[TEXT PROVIDED]
We do not have IP 126.96.36.199, but we have……
The…….site had been compromised, however this was due to weak security controls on the client side. The….. team picked this up and took remedial actions to fix this.
However, we continue to review and improve our security posture, as the threats evolve.
I have removed the IP they said it is on their network, I have maintained the IP they have denied. I am told Safaricom’s legal department is under instructions to crack down on those who write “not very nice stuff” and I am sticking to my lane because I have neither the legal fees nor the interest in advancing the jurisprudence.
Anyway, after Safaricom denied the IP, I did a Whois search on the owner of the IP and this is what I got; the AFRINIC details indicate that the IP belongs to Safaricom.
For the sake of clarity, Safaricom has two other IPs that are vulnerable and another one that is targeted, and if you count 300 sites per IP, you are looking at 900 sites. These are Kenya’s key infrastructure sites, you know the kind that would make you cringe just thinking that someone has a backdoor or a chance to attack. Think banks, government agencies etc.
I am told those security vulnerabilities are yet to be fixed, and because the intention was not to expose Kenya’s key infrastructure to further attacks, that is why I have left out the other IPs.
By the way, as you may have read in the links, someone having your IP can’t do anything, that is if they are not hackers or infosec, Safaricom clarified that they host thousands of sites, which I doubt but they confirmed that they can even host 300 sites on a particular IP.
This means that if one client has no security controls, they can affect all the others and if the server is penetrated, it can affect all the sites. You can read about virtual hosting here.
Remember the 103 government websites that were hacked? Here is the story.
To understand the security challenges, I spoke to two people who are well versed in the area. One gave me an example of how he had misconfigured a server and was busy spamming everyone and the host, abroad of course, alert him and suggested that if he doesn’t fix the problem, the service will be taken offline.
[/TEXT PROVIDED]
EXERCISE INSTRUCTIONS —
(1) Answer these questions from the post on Safaricom's IP addresses and web hosting security:
(a) According to the AFRINIC details from the Whois search, who owns the IP that Safaricom denied?
(b) How many sites did Safaricom confirm it can host on a particular IP?
(c) How many hacked government websites does the post mention?
(2) Continue the post on Safaricom's IP addresses and web hosting security, starting after its final sentence and keeping its voice.
[MATERIAL SUPPLIED]
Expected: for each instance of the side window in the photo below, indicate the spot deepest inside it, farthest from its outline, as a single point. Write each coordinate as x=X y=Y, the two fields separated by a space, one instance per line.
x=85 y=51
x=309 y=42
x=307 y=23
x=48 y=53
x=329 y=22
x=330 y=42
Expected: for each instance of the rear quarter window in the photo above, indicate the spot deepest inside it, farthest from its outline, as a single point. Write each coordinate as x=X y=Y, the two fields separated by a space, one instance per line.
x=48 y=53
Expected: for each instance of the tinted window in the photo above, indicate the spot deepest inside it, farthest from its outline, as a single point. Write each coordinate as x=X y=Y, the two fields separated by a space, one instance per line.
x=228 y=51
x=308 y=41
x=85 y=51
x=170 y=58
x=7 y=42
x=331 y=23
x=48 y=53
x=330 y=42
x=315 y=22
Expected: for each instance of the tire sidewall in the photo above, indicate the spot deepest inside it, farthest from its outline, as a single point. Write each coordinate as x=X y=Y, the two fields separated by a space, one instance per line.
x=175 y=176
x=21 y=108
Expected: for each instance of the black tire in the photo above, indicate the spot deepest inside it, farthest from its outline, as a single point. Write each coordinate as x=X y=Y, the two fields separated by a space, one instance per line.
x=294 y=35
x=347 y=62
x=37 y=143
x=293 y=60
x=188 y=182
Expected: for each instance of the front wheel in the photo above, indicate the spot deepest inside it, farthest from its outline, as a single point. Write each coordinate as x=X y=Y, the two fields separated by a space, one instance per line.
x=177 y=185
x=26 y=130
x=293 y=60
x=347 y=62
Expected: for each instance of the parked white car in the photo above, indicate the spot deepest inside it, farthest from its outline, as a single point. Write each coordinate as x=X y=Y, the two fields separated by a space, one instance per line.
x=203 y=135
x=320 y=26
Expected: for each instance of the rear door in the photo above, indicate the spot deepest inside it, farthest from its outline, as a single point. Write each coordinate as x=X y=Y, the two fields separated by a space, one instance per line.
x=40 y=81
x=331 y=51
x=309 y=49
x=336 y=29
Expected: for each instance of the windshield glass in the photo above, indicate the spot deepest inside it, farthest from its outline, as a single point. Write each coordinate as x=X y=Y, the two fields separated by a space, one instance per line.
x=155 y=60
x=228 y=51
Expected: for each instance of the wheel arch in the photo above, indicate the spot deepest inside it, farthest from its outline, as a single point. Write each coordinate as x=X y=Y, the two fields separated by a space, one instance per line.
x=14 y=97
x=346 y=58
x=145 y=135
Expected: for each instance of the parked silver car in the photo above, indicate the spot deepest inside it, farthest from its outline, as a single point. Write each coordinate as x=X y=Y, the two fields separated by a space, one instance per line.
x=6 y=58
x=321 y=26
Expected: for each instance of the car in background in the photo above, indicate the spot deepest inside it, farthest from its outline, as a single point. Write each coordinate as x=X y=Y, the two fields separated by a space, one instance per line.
[/MATERIAL SUPPLIED]
YOUR RESPONSES —
(1)
(a) Safaricom.
(b) 300 sites.
(c) 103.

(2)
My other question was whether an IP being hijacked or a website being vulnerable was a reflection of competency on the side of Safaricom tech security department. The feeling was that the fact that the IP was being used in phishing and was reported meant that Safaricom security team had not detected or had neglected to take action, therefore exposing the other sites hosted there to vulnerabilities.
So, why did it take long for Safaricom to fix the flaws?
Another info sec contact told me that Safaricom tech team is intellectually arrogant, you know the kind of people who you can never teach or tell anything? I imagine the people with lots of money the the “ka-techie” is trying to prove that they know stuff. So in case of information on vulnerabilities, keep it to your self.
Ideally, as the articles shared at the beginning indicate, Safaricom should have a way to inform its clients to take action immediately, with timelines on when site will be taken down, two weeks after the reports, nothing had been done.
What about KE-CERT?
Their role is just to inform, not do anything else. They don’t even have guidelines on when a vulnerability can be exploited after the report, they say that the ISP must confirm they have fixed it, which means it can be eternity.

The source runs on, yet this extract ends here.